Trois décrets ont été pris visant principalement à renforcer le rôle des acteurs du monde cynégétique à la protection de la biodiversité : le décret n° 202087 du 5 février 2020 relatif à l'autorisation de chasser accompagné et aux procédures de rétention et suspension administratives du permis de chasser, le décret n° 202092 du 6 février 2020 relatif à certaines ressources et charges de la Fédération nationale et des fédérations départementales des chasseurs et le décret n° 20191432 du 23 décembre 2019 relatif aux missions de service public des fédérations départementales des chasseurs concernant les associations communales de chasse agréées et les plans de chasse individuels.
Concernant ce dernier décret, je signale que alors que l'article 13 de la loi prévoit une intervention obligatoire du préfet en cas de défaillance grave dans la prise en compte par le plan de chasse des orientations du schéma départemental de gestion cynégétique ou d'augmentation importante des dégâts de gibier lorsqu'il est établi qu'elle résulte de prélèvements insuffisants, la mesure réglementaire publiée ne prévoit dans ces cas qu'une simple faculté pour le préfet. L'intention du législateur n'a donc pas été respectée sur ce point.
Les services du ministère que j'ai interrogés m'ont indiqué qu'il s'agissait d'une erreur et qu'une modification du décret était prévue afin de la rectifier. J'y serai attentif.
Cinq mesures réglementaires restent à prendre, pour certaines dans un calendrier relativement incertain étant donné la surcharge actuelle du Conseil d'État. C'est le cas du décret relatif au fichier national du permis de chasser ou encore du décret définissant les modalités de la gestion adaptative des espèces, qui a fait l'objet d'un premier examen par le Conseil d'État très récemment, le 20 avril 2020.
Le rythme de publication des mesures réglementaires de cette loi est globalement satisfaisant, moins d'un an après son entrée en vigueur et malgré les difficultés actuelles qui ont ralenti certaines procédures requises pour la publication de ces mesures. Nous serons attentifs à la poursuite de la mise en application de la réforme de la chasse.

Données d'annotation d'images
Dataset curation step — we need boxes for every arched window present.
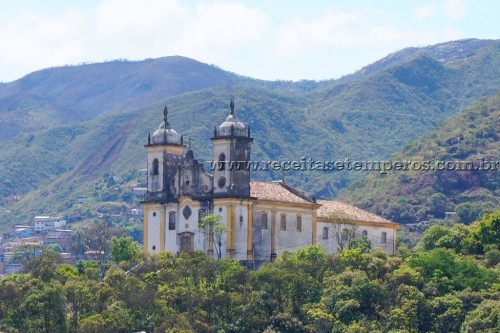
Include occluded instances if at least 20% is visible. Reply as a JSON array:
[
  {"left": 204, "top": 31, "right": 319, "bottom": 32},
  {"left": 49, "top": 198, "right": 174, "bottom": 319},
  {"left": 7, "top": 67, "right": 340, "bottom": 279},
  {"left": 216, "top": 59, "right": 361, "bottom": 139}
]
[
  {"left": 342, "top": 228, "right": 349, "bottom": 242},
  {"left": 260, "top": 213, "right": 267, "bottom": 229},
  {"left": 323, "top": 227, "right": 328, "bottom": 239},
  {"left": 297, "top": 215, "right": 302, "bottom": 231},
  {"left": 168, "top": 212, "right": 175, "bottom": 230},
  {"left": 153, "top": 158, "right": 160, "bottom": 175},
  {"left": 219, "top": 153, "right": 226, "bottom": 171},
  {"left": 280, "top": 214, "right": 286, "bottom": 230},
  {"left": 198, "top": 209, "right": 205, "bottom": 223}
]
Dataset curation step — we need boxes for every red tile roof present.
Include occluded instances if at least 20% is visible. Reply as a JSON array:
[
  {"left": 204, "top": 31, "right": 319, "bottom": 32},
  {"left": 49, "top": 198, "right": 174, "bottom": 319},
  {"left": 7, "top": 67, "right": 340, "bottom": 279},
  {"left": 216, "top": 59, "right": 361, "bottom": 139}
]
[
  {"left": 250, "top": 181, "right": 314, "bottom": 204},
  {"left": 250, "top": 181, "right": 396, "bottom": 225},
  {"left": 317, "top": 200, "right": 396, "bottom": 224}
]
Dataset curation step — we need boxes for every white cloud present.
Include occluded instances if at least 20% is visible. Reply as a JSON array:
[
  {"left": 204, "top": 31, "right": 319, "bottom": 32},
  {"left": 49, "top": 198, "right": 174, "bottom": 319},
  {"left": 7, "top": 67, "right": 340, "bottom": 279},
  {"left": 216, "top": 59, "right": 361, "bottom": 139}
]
[
  {"left": 272, "top": 11, "right": 456, "bottom": 57},
  {"left": 0, "top": 10, "right": 85, "bottom": 69},
  {"left": 0, "top": 0, "right": 270, "bottom": 80},
  {"left": 443, "top": 0, "right": 467, "bottom": 20},
  {"left": 412, "top": 3, "right": 436, "bottom": 21}
]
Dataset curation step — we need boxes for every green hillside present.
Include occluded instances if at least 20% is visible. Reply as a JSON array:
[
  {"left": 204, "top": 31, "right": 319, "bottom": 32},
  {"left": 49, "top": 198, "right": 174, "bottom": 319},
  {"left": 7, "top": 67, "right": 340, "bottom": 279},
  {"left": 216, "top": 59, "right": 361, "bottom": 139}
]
[
  {"left": 341, "top": 93, "right": 500, "bottom": 223},
  {"left": 0, "top": 56, "right": 246, "bottom": 140},
  {"left": 0, "top": 37, "right": 500, "bottom": 224}
]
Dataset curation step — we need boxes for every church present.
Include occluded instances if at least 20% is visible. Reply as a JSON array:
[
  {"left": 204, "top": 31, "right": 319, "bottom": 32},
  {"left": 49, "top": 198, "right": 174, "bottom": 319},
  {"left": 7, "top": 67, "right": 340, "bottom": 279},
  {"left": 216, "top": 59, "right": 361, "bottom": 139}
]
[{"left": 142, "top": 100, "right": 398, "bottom": 265}]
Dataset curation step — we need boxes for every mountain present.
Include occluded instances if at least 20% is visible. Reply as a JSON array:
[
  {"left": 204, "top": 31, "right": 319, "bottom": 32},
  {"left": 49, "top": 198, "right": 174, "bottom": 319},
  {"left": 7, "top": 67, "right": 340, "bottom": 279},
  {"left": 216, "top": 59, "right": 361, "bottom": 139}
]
[
  {"left": 355, "top": 38, "right": 494, "bottom": 76},
  {"left": 0, "top": 56, "right": 245, "bottom": 140},
  {"left": 0, "top": 37, "right": 500, "bottom": 227},
  {"left": 341, "top": 93, "right": 500, "bottom": 223}
]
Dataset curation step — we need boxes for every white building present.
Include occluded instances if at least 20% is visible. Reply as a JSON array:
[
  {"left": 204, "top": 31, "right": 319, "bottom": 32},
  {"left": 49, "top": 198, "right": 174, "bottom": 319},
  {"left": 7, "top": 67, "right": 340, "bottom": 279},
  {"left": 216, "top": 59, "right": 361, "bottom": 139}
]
[
  {"left": 35, "top": 216, "right": 66, "bottom": 232},
  {"left": 142, "top": 101, "right": 398, "bottom": 262}
]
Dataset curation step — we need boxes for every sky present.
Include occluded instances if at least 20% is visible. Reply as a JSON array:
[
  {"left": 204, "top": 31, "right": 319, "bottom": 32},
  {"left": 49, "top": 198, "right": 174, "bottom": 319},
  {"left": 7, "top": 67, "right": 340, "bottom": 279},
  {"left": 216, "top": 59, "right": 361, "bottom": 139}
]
[{"left": 0, "top": 0, "right": 500, "bottom": 82}]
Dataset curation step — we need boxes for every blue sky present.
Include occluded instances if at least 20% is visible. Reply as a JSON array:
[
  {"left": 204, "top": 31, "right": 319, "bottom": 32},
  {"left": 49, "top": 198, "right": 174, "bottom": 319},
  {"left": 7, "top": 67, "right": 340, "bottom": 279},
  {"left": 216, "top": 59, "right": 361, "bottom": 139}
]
[{"left": 0, "top": 0, "right": 500, "bottom": 82}]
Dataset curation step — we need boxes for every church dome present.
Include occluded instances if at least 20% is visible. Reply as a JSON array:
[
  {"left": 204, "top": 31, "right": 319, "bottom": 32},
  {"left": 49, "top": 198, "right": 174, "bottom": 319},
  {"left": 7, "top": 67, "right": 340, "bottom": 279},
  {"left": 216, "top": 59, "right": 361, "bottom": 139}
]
[
  {"left": 218, "top": 100, "right": 247, "bottom": 136},
  {"left": 152, "top": 107, "right": 182, "bottom": 145}
]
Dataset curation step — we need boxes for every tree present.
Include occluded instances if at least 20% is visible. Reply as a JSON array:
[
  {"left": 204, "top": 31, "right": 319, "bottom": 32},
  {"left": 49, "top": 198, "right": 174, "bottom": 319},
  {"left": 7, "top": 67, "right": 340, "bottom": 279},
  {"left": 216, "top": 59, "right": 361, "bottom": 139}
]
[
  {"left": 455, "top": 202, "right": 483, "bottom": 224},
  {"left": 12, "top": 281, "right": 66, "bottom": 333},
  {"left": 329, "top": 218, "right": 358, "bottom": 252},
  {"left": 21, "top": 250, "right": 63, "bottom": 281},
  {"left": 460, "top": 300, "right": 500, "bottom": 333},
  {"left": 198, "top": 214, "right": 227, "bottom": 259},
  {"left": 110, "top": 236, "right": 141, "bottom": 263}
]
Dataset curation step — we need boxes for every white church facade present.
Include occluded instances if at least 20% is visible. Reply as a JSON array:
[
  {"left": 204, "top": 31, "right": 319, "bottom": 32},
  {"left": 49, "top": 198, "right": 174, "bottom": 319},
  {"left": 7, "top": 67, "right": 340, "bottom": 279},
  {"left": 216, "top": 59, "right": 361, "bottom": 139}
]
[{"left": 142, "top": 101, "right": 398, "bottom": 263}]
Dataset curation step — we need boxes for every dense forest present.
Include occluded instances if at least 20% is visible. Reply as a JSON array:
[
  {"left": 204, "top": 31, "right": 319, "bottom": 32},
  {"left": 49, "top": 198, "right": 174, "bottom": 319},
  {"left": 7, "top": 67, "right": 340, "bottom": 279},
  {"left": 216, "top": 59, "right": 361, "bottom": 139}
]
[
  {"left": 340, "top": 93, "right": 500, "bottom": 223},
  {"left": 0, "top": 40, "right": 500, "bottom": 230},
  {"left": 0, "top": 211, "right": 500, "bottom": 333}
]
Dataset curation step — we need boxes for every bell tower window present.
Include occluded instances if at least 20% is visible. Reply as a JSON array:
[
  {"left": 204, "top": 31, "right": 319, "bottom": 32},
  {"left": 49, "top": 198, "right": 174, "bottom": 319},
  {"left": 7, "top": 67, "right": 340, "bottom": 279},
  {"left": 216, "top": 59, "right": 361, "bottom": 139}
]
[
  {"left": 219, "top": 153, "right": 226, "bottom": 171},
  {"left": 153, "top": 158, "right": 160, "bottom": 175},
  {"left": 168, "top": 212, "right": 175, "bottom": 230}
]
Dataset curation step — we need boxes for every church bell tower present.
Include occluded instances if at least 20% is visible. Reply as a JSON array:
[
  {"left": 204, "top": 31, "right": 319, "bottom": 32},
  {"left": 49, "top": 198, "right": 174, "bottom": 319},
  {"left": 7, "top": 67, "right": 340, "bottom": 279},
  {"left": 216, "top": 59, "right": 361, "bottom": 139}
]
[
  {"left": 141, "top": 106, "right": 184, "bottom": 253},
  {"left": 211, "top": 99, "right": 253, "bottom": 198}
]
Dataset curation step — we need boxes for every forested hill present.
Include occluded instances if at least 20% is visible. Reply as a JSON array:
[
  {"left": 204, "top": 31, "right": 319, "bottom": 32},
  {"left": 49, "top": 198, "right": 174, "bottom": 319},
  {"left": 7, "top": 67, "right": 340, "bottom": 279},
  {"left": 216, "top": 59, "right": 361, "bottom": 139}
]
[
  {"left": 0, "top": 56, "right": 245, "bottom": 141},
  {"left": 0, "top": 37, "right": 500, "bottom": 224},
  {"left": 341, "top": 93, "right": 500, "bottom": 223}
]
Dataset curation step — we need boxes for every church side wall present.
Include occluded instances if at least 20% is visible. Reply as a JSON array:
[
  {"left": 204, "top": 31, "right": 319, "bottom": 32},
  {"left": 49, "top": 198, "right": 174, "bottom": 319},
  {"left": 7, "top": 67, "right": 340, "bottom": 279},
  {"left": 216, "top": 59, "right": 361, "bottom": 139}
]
[
  {"left": 316, "top": 221, "right": 396, "bottom": 254},
  {"left": 253, "top": 203, "right": 313, "bottom": 261}
]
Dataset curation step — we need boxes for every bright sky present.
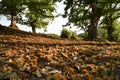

* Consigne 1 *
Recopiez mot pour mot le passage du texte sur la réforme de la chasse qui commence par « Le rythme de » et se poursuit jusqu'à « de la chasse. ».
* Consigne 2 *
Résumez en deux phrases le texte sur la réforme de la chasse.
Les enregistrements ne sont pas utiles pour ce travail.

* Réponse finale 1 *
Le rythme de publication des mesures réglementaires de cette loi est globalement satisfaisant, moins d'un an après son entrée en vigueur et malgré les difficultés actuelles qui ont ralenti certaines procédures requises pour la publication de ces mesures. Nous serons attentifs à la poursuite de la mise en application de la réforme de la chasse.

* Réponse finale 2 *
Trois décrets ont été pris pour renforcer le rôle des acteurs du monde cynégétique dans la protection de la biodiversité, mais l'un d'eux ne prévoit qu'une simple faculté pour le préfet là où la loi impose son intervention, erreur que le ministère prévoit de rectifier. Cinq mesures réglementaires restent à prendre, certaines dans un calendrier incertain du fait de la surcharge du Conseil d'État, mais le rythme de publication est jugé globalement satisfaisant.